All of the material below is to be restated word for word, apart from the pictures.
######
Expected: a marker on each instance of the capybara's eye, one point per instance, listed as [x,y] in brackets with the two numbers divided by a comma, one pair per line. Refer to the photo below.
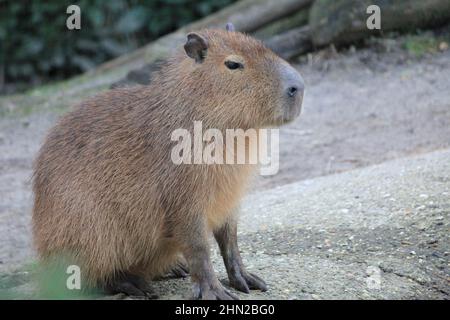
[232,65]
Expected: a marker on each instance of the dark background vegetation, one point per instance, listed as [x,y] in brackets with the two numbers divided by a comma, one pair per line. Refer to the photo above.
[36,47]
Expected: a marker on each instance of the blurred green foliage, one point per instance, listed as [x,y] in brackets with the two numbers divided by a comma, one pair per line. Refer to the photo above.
[36,46]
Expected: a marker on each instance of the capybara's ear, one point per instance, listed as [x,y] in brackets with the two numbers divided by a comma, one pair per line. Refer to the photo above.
[196,47]
[230,27]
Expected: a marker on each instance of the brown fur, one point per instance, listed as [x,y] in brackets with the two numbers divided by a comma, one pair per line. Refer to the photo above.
[106,190]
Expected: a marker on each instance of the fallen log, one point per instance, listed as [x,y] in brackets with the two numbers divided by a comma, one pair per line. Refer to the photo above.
[246,15]
[298,19]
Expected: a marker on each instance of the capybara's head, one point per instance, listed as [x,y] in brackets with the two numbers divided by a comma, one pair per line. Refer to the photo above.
[246,84]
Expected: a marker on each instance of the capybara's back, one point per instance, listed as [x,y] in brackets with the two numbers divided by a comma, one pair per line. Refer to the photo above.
[109,197]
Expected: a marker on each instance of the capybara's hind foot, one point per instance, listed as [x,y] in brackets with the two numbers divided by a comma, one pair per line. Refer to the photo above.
[132,286]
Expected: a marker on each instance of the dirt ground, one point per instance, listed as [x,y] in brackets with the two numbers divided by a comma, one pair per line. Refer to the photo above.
[361,107]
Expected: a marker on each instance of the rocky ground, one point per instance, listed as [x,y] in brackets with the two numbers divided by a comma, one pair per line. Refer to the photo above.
[332,223]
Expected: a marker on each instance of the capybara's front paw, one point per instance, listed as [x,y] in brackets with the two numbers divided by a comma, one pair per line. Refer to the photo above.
[244,281]
[212,291]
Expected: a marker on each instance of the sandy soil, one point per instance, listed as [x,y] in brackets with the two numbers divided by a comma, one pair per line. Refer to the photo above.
[361,108]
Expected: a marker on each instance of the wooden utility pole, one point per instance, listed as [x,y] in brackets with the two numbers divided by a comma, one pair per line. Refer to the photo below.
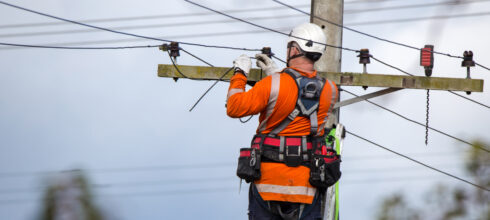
[331,61]
[329,67]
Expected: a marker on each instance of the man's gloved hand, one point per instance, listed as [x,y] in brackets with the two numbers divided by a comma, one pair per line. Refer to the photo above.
[243,63]
[266,64]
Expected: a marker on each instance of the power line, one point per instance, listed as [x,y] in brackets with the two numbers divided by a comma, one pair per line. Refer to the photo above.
[416,161]
[402,20]
[363,33]
[77,48]
[214,21]
[416,122]
[394,67]
[402,7]
[123,33]
[133,27]
[134,18]
[138,39]
[180,24]
[223,33]
[176,15]
[265,28]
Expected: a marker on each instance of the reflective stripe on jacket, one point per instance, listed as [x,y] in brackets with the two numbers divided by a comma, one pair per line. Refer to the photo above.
[274,97]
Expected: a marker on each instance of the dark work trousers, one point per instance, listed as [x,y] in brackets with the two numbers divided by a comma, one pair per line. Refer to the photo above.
[258,209]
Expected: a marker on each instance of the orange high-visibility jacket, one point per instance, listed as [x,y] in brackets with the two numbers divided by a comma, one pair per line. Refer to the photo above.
[274,97]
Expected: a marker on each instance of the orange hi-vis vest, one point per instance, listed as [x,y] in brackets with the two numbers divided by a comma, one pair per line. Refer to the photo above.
######
Solution to the problem:
Expected: a marker on each instance of the capybara's eye, one point per instance, listed as [x,y] in brackets with the two numbers divided by a comma, one pair per line. Refer to the photo below.
[232,65]
Expected: a marker on each instance of the dark background vegetation, one point per instance, listed as [x,y] in brackets with the two numbers divided by a comma, one pair per line. Refer to the photo above.
[36,47]
Expected: a marker on each instance of the blurred green foliage, one point per instance, listed as [x,y] in brackets with the two numbers divided by a comma, one pair per line. Refer to the photo above.
[36,46]
Expected: a marker on each instance of the capybara's ear, one point per instance, listed as [x,y] in brackets with the two numbers divided by a comma, one pair per line. Refer to the photo above.
[196,47]
[230,27]
Expected: a marker on each instance of the brown fur, one point per instance, listed as [x,y] in brackets with the two numbers divided by a comma, one pair per line. Refer to the photo above.
[106,190]
Expected: a marker on each instance of the fallen log, one point per instance, listed as [x,y] in brackets with the two numbers divided by a comma, one pair per line. Refer to the photo above.
[246,15]
[298,19]
Expected: a marker on each instance of the capybara's head, one point per instance, listed as [x,y] in brackets with the two numbers divided by a comma, one pair per line. Refer to the photo above.
[246,84]
Expected: a marker on each instance of the capybara's back, one point per instance, listed as [x,y] in brackets with the two numbers divided by a comma, one pair per line. Refer to the photo above.
[109,197]
Expected: a marker on each instance of the capybara's hind foot, one point per instance, listed as [x,y] in brackets with the two numbers divided by a comma, one pair per line. Refer to the photo above.
[132,286]
Expected: a marker on each instance of the dirt ground, one point per instance, listed as [x,y] in brackets with the two numbers divided by a comma, one pair per line. Refer to the photo above.
[361,107]
Expected: a marker on each instance of the rocky ground, one point per instance, listed as [x,y] in brackets with the two numbers divided by a comma, one pair per line. Refer to the photo above.
[332,223]
Expected: a marker on each instance of the capybara's front paw, one point per instance, listed as [x,y] in brackets with the two numbers divided by a comma, one pair per line. Refer to the photo above.
[244,281]
[212,291]
Expected: a marker on each instance of the sandy soil, one point per instance, listed as [x,y] in brackets with the two numbers divided by a comma, one pair per line. Refer to the photo above.
[361,108]
Expected: a marker on each instance of the wooden utility pole, one point per instance, listed as [x,y] in brackets with the two numbers divided by a comma, one pair per line. Refer to the photo below.
[331,61]
[329,67]
Expected: a marker on each instance of the man's gloved hand, one point per instance, listed as [x,y] in brackets with the two numbers divided by a comma, one pair per line. Refer to the photo above.
[243,63]
[266,64]
Expected: a marker on each instance of the power line, one point per instance, listed as [x,y] in brackets with the two numbers divided by a comma, one pair per line. Refer to the photo above.
[416,161]
[402,20]
[363,33]
[77,48]
[214,21]
[416,122]
[394,67]
[402,7]
[123,33]
[133,27]
[134,18]
[138,39]
[180,24]
[223,33]
[176,15]
[265,28]
Expected: a marker on each instance of the reflective stripe on jacket, one point per instance, listed as [x,y] in brackets with the two numbers divided by a comma, one pair per line. Refer to the photo above.
[274,97]
Expected: a marker on each instance of the dark work trousers, one point per instance, listed as [x,y] in brackets with the two numbers divided by a comma, one pair per line. Refer to the photo above.
[258,209]
Expected: a marker on each instance of the orange high-visibility jacket, one point per instance, listed as [x,y] in brackets with the two numbers divided by a comma, one pair per line. Refer to the photo above.
[274,97]
Expected: a marker on each instance of the orange hi-vis vest, one point per instance, listed as [x,y] in brackets with the two numbers divided by a comma, one pair per line. Refer to the photo above.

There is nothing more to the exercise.